**GOAL OF THE EXERCISE**
At the line containing "Scan for dark pond water in the frame.", begin an exact copy of the lines below and continue through the final one, with no pictures.

**RECORDS**
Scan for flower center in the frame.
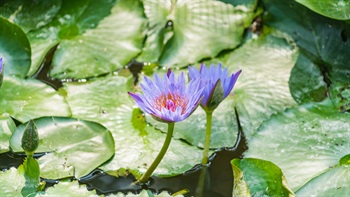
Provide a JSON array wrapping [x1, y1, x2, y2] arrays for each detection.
[[153, 92, 188, 114]]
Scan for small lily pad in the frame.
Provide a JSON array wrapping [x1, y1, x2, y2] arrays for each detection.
[[231, 158, 294, 196], [10, 117, 115, 179]]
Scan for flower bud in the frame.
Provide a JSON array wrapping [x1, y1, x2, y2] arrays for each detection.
[[21, 119, 39, 156]]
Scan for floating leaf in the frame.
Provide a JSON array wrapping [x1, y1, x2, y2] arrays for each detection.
[[245, 100, 350, 191], [264, 0, 350, 110], [0, 76, 70, 123], [231, 158, 294, 196], [30, 0, 146, 79], [0, 115, 16, 153], [10, 117, 115, 179], [288, 53, 327, 104], [0, 0, 61, 33], [139, 0, 259, 67], [0, 167, 26, 196], [63, 75, 204, 177], [37, 181, 98, 197], [295, 0, 350, 20], [0, 17, 31, 78], [296, 164, 350, 196]]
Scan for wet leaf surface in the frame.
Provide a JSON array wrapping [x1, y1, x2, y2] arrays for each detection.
[[10, 117, 115, 179], [0, 76, 70, 122]]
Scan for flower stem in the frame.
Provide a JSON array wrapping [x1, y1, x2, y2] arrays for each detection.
[[138, 122, 175, 183], [201, 111, 213, 165]]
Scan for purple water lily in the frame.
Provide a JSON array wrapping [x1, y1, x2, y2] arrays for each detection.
[[128, 70, 203, 123], [188, 63, 241, 112]]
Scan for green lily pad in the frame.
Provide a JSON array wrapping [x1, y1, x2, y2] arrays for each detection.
[[0, 115, 16, 153], [138, 0, 259, 67], [0, 0, 61, 33], [296, 164, 350, 196], [0, 167, 26, 196], [244, 100, 350, 191], [27, 0, 144, 78], [10, 117, 115, 179], [288, 53, 327, 104], [149, 31, 298, 148], [108, 190, 179, 197], [62, 74, 204, 177], [264, 0, 350, 110], [51, 0, 146, 79], [26, 0, 115, 76], [0, 17, 31, 78], [38, 181, 98, 197], [231, 158, 294, 196], [0, 76, 70, 122], [295, 0, 350, 20]]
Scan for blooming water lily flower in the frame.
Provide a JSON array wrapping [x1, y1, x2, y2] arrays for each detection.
[[128, 70, 203, 123], [189, 63, 241, 165], [128, 70, 203, 183], [189, 63, 241, 112]]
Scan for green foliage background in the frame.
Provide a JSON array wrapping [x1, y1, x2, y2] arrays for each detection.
[[0, 0, 349, 196]]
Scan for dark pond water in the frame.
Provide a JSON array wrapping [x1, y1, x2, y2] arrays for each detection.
[[0, 50, 248, 196]]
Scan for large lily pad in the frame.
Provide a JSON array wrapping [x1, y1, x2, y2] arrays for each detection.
[[38, 181, 98, 197], [0, 0, 61, 33], [62, 74, 204, 177], [263, 0, 350, 110], [0, 17, 31, 78], [0, 76, 70, 122], [244, 100, 350, 191], [10, 117, 115, 179], [0, 167, 26, 196], [0, 115, 16, 153], [295, 0, 350, 20], [231, 158, 294, 196], [138, 0, 259, 67], [150, 31, 298, 149], [296, 164, 350, 196], [51, 0, 146, 79]]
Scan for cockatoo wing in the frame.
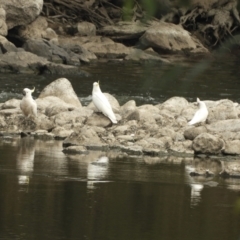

**WRITTEN RESPONSE**
Scan for dark pond water in the frame.
Provide a JSON array wrapping [x1, y1, x2, y2] arrays for each detection.
[[0, 50, 248, 196]]
Scan for large lily pad in the frame.
Provide a JSON array wrapping [x1, y1, x2, y2] arrays for each detection.
[[38, 181, 98, 197], [0, 0, 61, 33], [62, 74, 204, 177], [263, 0, 350, 110], [0, 17, 31, 78], [0, 76, 70, 122], [244, 100, 350, 191], [10, 117, 115, 179], [0, 167, 26, 196], [0, 115, 16, 153], [295, 0, 350, 20], [231, 158, 294, 196], [138, 0, 259, 67], [150, 31, 298, 149], [296, 164, 350, 196], [51, 0, 146, 79]]
Scan for cockatoo wing in the frame.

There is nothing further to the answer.